Instruções da tarefa:
Responda às perguntas com base no trecho do documento abaixo:
(a) Que documento o delegado diz que a polícia vai fazer?
(b) Segundo a assessoria de imprensa do Ministério Público estadual gaúcho, foi registrado algum caso recente de atos neonazistas no Estado?
(c) De acordo com a Promotoria, de que grupo faziam parte os três homens condenados em setembro?

O laudo deve ficar pronto nos próximos dias.
"Foi um delito de
pequeno poder ofensivo, uma lesão leve, e nós vamos fazer um termo
circunstanciado", afirmou o delegado responsável pelo caso.
Ele diz que a polícia está
"procurando imagens, testemunhas, e estamos batendo nas casas para ver se
alguém testemunhou alguma coisa". O delegado disse ainda que vai ouvir a
jovem, o que ainda não havia ocorrido.
Segundo a assessoria de
imprensa do Ministério Público estadual gaúcho, não foi registrado nenhum caso
recente relacionado a atos neonazistas no Estado.
O MP-RS destaca, ao mesmo tempo,
que, em setembro, foram condenados em Porto Alegre três homens por tentativa de
homicídio triplamente qualificado, após terem agredido a facadas, socos e
pontapés, em 2005, três jovens que usavam um quipá (símbolo judaico). Os
condenados faziam parte do grupo skinhead Carecas do Brasil, segundo a
Promotoria.

Informações fornecidas:
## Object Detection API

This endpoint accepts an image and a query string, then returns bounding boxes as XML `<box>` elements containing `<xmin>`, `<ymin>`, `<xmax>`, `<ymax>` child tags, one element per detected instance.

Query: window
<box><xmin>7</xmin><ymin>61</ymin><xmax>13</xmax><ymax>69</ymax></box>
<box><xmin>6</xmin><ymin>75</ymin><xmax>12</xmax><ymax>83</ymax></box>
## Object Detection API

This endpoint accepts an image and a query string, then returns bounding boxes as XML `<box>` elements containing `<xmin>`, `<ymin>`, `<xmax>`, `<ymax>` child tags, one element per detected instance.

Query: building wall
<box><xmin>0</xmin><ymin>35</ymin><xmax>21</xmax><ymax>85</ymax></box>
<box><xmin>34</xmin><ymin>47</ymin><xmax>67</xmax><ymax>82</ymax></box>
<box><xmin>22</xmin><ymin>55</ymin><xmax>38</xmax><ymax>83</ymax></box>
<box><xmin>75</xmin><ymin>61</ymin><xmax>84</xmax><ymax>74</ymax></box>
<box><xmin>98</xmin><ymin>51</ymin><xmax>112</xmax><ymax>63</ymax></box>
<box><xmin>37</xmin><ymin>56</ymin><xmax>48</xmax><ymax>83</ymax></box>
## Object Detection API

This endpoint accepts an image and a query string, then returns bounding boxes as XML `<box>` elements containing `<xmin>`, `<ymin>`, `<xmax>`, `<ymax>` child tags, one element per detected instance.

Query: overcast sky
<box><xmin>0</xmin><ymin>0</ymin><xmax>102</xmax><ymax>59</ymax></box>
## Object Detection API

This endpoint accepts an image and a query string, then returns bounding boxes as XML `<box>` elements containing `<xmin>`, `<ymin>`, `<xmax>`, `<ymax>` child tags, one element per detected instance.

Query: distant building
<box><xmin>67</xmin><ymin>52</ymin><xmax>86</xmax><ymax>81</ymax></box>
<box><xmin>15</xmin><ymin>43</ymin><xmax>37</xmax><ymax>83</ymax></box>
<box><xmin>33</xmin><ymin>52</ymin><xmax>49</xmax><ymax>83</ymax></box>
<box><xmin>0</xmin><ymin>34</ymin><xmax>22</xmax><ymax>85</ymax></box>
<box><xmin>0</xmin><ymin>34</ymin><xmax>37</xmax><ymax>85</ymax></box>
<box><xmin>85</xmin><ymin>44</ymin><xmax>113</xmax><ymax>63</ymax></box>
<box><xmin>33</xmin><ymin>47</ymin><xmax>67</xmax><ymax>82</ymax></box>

Resposta escrita:
(a) Um termo circunstanciado.
(b) Não, nenhum caso recente foi registrado.
(c) Do grupo skinhead Carecas do Brasil.